Provided passage:

++++++

Some people have summed up the difference between liberalism and conservatism as whether you think people are basically good or basically evil. Liberals, so the common wisdom goes, think most people (with the exception of some truly hopeless cases with severe untreatable disorders) would be good if given the chance. Their poor choices are the consequence of a lack of opportunity and a deficit of skills. Address these deficits and they'll be free to live up to their full natural potential. Conservatives, on the other hand, believe in the concept of Original Sin (even if the non-Christians among them aren't comfortable with that terminology). People are born subject to evil desires which, unless ring-fenced with an objective morality, will ultimately overpower them and lead society to ruin.

(I expect proponents of both philosophies are bristling at what could fairly be called an oversimplification bordering on caricature. But just wait.)

There's another split, however, which I think cuts across this divide, and that concerns the degree of control we have in this situation. In its most negative form, it manifests as theistic fatalism (on the conservative side) or social determinism (on the liberal side). More positively, it's the philosophy of self-actualisation bzw. Objectivism. The reason I think it spans the divide is because it's linked to privilege. Studies show that those who have experienced less discrimination often overestimate the degree to which they are responsible for their own achievements. On the conservative side, this is the smugness of the person born on third base who thinks they've hit a triple. On the liberal, it's the smugness of the Good Liberal who's done such an outstanding job of raising their consciousness.

So here's where I'm going with this: Just as those born with less privilege are cynical about the role ability rather than luck plays in getting ahead, they also tend to be cynical about how well people have really overcome their own prejudices. They take as a given that our society is racist, sexist, homophobic, classist, ablist, etc. and thus we, as products of this society, are steeped in these prejudices to the point where it's a lifelong struggle to overcome them. That's why they're not shocked when someone prominent is outed as having said or done horribly bigoted things in private; they assume it's generally the case and most people simply don't get caught out.

Since my homosexuality is the chief (and practically only) source of my own privilege deficit, it's here where my cynicism shows itself most plainly. I'm genuinely pleased at how much LGBTQ acceptance has advanced over the course of my lifetime; we're farther along than I ever hoped when I first came out. But as with any sweeping trend, not everyone's commitment is comparable and the latest (and often most vocal) converts are often the most superficial as well. I see this all the time in supposedly "pro-gay" humour (such as many of the images and videoclips circulated on the occasional of the Sochi Olympics) that makes use of every camp stereotype and queer trope in the playbook--the same fag jokes I grew up with, just repackaged and relabeled.

So that's why when a famous actor (or whoever) who's been outspoken in his support of same-sex marriage is revealed to have used homophobic slurs like "cocksucking faggot", I'm not especially surprised or shocked. And if some pundits call him a "homophobic bigot" on account of that, I don't have much of a problem with it. And when ordinary people (who just happen to be straight) object to this label and denounce the unfairness and inaccuracy of it (even while protesting too much that they're by no means defending his "un-PC" remarks, mind you), I find myself questioning their motives. Well, not so much questioning, as I feel I know what their ulterior purpose is: To preserve the acceptability of this sort of low-level homophobia in their own milieux. Their reaction would be much the same (in kind, although not necessarily in degree) if someone they liked had said something bigoted against people of a particular gender or race or class or what have you.

++++++

Dataset extract:

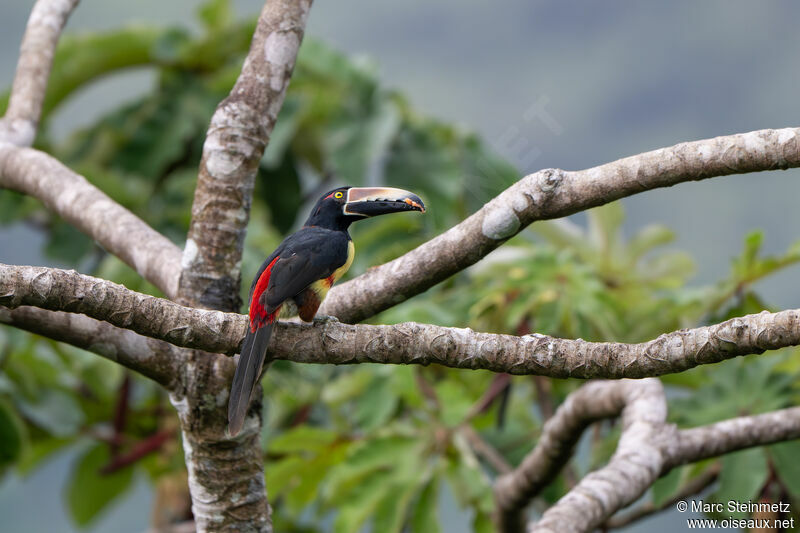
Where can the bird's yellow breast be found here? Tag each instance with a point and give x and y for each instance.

++++++

Apply what you read:
(a) Using the essay on liberalism and conservatism, answer these:
(i) Which concept does the essay say conservatives believe in?
(ii) According to the studies the essay mentions, what do people who have experienced less discrimination often overestimate?
(iii) The circulation of images and videoclips on the occasion of which event is given as an example of supposedly "pro-gay" humour?
(b) Carry the essay on liberalism and conservatism forward, starting right after its last sentence.

Responses:
(a)
(i) Original Sin.
(ii) The degree to which they are responsible for their own achievements.
(iii) The Sochi Olympics.

(b)
And it's bullshit. If you spent as much time combatting your imbibed homophobia (or racism or sexism or classism) as you did fighting the suggestion that you're as subject to it as the rest of us (yes, even us homos--that's why internalised homophobia is a thing), just imagine how much further along we'd be. And if those who are dedicated to fighting these biases didn't have to expend so much energy reassuring supposed allies that, yes, we know, you're one of the good ones, not like those awful bigots (in Russia or the South or Downstate--you know, wherever is far enough to be a comfortable distance away)--well, the mind just boggles.

So the next time you find yourself in the position of defending someone who's made comments even you admit are offensive, ask yourself: Why am I doing this? Do I know what concerning trolling looks like and am I willing to admit when I'm indulging in it? And the next time I'm confronted with this, hopefully I'll have a better notion of which buttons of mine are being pushed and why and make more intelligent decisions about how many spoons I'm willing to lay down.
muckefuck: (zhongkui)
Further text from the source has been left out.